* _Action item_:
From the records that follow, copy every line in which "cupola" appears.

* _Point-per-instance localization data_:

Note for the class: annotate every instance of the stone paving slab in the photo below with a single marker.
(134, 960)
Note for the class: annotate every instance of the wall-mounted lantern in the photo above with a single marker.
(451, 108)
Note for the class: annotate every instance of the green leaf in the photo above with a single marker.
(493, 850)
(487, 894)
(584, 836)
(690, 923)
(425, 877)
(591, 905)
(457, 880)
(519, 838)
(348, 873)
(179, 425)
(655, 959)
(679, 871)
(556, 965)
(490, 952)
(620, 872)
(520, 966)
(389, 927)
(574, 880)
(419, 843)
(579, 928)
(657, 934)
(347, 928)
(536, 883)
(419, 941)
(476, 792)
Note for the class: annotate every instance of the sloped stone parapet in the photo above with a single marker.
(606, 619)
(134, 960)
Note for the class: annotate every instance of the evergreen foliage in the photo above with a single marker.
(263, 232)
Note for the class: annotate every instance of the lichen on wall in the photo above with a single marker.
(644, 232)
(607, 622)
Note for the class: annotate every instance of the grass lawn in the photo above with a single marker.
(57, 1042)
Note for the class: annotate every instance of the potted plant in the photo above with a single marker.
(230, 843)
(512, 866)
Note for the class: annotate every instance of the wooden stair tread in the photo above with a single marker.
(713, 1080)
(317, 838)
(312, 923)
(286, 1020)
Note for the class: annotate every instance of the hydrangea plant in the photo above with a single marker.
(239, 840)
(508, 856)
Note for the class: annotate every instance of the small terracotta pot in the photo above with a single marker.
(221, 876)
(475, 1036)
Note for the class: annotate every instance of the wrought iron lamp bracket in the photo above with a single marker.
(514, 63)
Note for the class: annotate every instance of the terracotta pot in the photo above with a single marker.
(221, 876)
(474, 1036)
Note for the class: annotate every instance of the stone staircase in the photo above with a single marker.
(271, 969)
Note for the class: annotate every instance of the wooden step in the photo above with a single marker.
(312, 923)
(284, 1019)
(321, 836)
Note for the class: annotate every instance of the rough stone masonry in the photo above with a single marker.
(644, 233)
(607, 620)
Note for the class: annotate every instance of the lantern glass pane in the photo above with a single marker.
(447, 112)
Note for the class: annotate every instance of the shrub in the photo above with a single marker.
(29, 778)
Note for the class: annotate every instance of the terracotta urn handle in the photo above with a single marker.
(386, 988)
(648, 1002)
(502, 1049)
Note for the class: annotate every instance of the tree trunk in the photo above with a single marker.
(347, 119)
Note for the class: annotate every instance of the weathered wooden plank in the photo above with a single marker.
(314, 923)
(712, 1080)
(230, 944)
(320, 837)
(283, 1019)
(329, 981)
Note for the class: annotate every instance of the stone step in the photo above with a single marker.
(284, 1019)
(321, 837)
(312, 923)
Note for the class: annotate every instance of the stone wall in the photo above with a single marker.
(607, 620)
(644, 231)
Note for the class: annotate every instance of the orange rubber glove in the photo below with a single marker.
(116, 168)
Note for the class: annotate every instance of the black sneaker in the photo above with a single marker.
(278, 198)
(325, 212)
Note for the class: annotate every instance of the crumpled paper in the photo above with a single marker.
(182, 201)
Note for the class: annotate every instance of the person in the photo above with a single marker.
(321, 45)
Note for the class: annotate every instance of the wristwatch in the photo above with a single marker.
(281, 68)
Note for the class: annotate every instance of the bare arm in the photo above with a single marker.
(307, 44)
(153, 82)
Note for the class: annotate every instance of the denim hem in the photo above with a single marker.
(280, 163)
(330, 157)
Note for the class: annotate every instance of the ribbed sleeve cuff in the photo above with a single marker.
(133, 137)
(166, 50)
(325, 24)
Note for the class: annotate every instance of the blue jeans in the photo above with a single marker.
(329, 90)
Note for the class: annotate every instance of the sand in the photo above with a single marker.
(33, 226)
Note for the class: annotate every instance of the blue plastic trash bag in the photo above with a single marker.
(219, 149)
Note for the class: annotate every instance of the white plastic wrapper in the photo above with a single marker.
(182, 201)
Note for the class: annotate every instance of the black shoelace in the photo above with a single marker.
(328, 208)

--

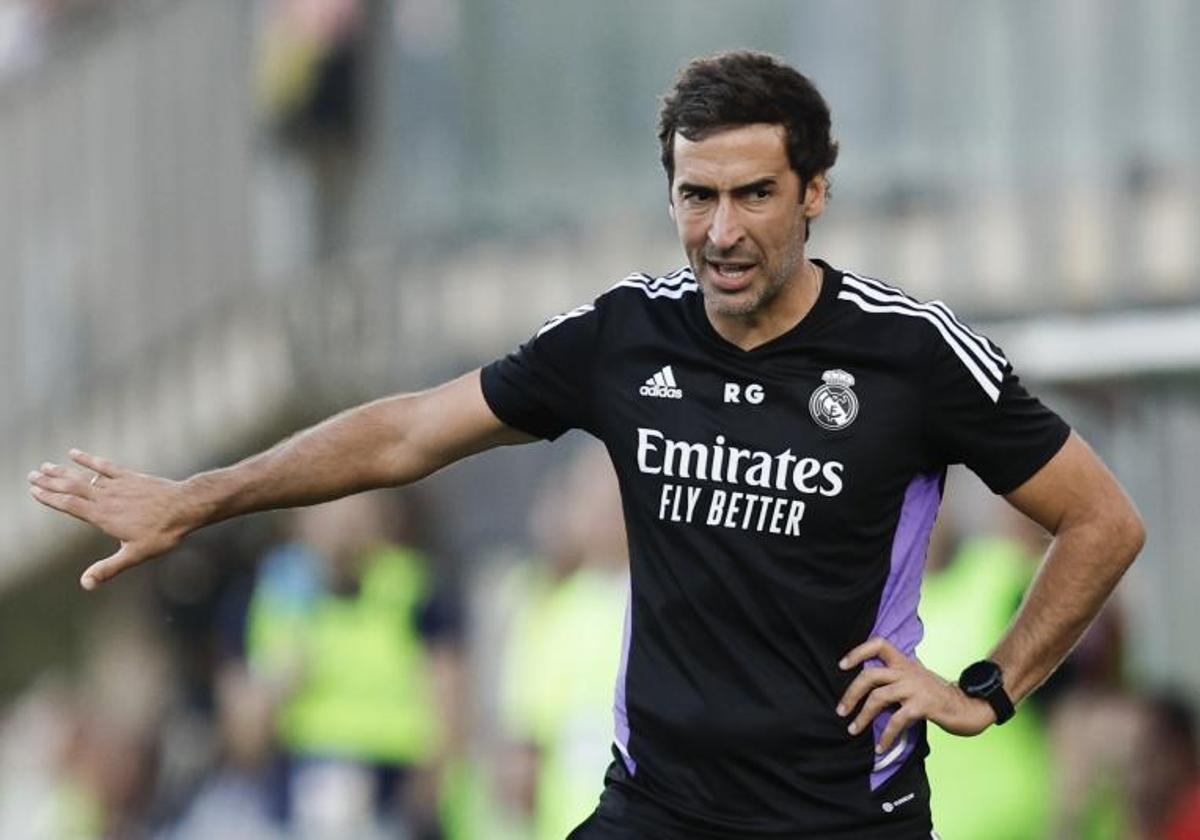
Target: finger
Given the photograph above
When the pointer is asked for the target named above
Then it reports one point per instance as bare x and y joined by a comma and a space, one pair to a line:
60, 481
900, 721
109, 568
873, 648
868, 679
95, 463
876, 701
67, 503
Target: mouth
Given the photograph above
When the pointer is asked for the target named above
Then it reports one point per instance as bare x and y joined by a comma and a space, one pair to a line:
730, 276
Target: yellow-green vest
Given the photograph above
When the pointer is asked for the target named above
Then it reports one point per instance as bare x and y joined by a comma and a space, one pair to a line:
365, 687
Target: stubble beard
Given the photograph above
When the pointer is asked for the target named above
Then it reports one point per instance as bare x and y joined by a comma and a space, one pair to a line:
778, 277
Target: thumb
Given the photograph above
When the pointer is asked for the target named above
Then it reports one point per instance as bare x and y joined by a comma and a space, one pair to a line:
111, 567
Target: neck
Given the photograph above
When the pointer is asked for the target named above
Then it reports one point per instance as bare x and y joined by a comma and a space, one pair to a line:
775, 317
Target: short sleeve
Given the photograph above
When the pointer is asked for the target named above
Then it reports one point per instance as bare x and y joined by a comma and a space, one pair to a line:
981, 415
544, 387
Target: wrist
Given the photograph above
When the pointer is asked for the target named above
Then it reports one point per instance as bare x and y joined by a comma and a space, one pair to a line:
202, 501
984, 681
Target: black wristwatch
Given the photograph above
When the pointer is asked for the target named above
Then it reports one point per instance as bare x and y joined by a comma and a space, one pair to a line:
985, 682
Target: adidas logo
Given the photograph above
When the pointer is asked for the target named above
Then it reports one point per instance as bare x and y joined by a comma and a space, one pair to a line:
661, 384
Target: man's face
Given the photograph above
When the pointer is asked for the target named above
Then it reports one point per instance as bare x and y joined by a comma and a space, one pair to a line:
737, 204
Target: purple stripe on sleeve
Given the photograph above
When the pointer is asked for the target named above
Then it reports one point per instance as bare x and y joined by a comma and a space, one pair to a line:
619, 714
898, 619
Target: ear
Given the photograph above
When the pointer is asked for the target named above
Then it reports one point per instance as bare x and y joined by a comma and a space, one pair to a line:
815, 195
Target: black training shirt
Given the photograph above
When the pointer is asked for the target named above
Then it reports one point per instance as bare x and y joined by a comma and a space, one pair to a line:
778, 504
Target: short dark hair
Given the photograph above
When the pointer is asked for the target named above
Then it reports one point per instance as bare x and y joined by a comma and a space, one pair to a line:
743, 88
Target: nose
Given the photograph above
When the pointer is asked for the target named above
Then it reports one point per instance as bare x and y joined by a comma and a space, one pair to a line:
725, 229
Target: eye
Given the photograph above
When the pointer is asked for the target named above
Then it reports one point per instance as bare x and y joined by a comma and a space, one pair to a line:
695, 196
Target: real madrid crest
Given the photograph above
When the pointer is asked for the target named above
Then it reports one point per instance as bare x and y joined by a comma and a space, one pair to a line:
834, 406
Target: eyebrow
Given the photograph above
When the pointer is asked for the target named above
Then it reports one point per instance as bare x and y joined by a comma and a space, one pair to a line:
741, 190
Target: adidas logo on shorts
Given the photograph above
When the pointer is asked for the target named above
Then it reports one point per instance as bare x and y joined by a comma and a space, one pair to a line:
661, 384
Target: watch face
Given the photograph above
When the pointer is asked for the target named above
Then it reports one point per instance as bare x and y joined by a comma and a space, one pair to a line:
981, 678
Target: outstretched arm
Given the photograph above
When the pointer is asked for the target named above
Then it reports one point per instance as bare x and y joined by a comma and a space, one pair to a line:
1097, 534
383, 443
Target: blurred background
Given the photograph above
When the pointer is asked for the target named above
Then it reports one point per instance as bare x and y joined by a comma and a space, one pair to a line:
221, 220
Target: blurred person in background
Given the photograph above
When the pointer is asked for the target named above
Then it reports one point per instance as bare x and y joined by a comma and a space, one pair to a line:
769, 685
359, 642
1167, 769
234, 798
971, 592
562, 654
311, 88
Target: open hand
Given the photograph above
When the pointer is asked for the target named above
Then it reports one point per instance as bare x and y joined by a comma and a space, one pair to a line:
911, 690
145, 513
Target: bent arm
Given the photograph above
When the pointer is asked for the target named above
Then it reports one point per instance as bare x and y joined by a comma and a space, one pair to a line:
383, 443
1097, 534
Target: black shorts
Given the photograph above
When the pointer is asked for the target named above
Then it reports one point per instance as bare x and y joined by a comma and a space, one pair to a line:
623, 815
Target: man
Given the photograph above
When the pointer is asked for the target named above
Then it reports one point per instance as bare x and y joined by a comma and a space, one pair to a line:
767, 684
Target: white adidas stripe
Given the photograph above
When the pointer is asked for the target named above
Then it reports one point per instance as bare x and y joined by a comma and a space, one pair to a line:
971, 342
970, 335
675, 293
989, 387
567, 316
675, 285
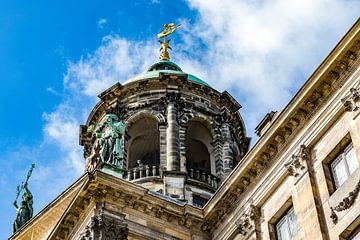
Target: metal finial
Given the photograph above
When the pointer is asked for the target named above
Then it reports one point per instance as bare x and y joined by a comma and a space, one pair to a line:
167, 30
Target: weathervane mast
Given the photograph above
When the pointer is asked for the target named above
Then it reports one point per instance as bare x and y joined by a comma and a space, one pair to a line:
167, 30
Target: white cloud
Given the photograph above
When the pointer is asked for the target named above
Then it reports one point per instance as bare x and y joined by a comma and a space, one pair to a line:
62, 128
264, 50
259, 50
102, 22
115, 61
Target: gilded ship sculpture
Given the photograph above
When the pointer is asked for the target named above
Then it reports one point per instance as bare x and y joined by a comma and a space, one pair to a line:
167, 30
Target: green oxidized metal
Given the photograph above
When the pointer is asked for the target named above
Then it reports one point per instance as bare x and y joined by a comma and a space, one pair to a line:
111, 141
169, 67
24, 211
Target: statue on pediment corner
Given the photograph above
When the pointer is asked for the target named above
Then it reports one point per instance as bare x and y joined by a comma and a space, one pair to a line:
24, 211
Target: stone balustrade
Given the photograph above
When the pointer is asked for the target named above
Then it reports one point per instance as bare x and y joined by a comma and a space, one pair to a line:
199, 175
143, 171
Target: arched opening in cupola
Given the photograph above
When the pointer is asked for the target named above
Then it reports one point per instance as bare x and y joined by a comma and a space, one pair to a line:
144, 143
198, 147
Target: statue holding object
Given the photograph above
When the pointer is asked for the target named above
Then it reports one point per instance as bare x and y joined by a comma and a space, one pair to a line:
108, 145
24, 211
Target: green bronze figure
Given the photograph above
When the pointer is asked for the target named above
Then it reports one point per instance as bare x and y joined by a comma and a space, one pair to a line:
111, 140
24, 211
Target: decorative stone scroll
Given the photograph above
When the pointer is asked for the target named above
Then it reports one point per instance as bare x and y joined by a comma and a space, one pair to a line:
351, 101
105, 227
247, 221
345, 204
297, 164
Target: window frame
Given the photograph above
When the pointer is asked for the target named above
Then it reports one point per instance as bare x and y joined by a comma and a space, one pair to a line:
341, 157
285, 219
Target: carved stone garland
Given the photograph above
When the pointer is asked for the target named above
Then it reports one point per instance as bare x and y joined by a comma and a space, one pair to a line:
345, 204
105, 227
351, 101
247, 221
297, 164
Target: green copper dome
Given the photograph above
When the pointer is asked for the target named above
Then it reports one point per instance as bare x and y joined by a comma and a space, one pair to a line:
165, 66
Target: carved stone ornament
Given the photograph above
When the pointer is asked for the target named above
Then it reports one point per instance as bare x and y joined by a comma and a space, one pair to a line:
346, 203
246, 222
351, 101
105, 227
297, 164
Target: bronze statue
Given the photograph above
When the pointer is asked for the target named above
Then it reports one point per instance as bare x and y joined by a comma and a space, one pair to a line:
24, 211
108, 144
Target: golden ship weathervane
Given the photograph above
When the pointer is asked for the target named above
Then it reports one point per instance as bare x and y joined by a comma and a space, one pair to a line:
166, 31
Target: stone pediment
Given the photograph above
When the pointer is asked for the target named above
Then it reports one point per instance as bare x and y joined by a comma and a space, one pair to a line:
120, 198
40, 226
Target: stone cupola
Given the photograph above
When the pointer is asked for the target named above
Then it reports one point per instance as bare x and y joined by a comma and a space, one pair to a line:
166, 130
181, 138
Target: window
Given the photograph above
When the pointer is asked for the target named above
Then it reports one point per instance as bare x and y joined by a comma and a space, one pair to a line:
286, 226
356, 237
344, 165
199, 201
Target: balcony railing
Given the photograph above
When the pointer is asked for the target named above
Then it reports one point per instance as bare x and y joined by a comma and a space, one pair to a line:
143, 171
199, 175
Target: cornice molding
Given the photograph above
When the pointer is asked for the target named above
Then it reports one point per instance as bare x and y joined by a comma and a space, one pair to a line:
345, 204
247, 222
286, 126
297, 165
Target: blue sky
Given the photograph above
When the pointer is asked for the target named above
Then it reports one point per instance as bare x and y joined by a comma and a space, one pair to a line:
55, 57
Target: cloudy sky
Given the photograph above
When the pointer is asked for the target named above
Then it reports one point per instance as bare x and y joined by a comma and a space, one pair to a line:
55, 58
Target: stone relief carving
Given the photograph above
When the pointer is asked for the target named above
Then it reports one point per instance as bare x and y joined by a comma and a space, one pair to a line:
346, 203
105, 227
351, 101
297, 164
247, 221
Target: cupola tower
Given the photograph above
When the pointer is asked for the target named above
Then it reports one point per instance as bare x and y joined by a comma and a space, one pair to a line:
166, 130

* _Answer to this exercise_:
Target: arched opening in cupola
Target: stone cupola
Target: cupola tower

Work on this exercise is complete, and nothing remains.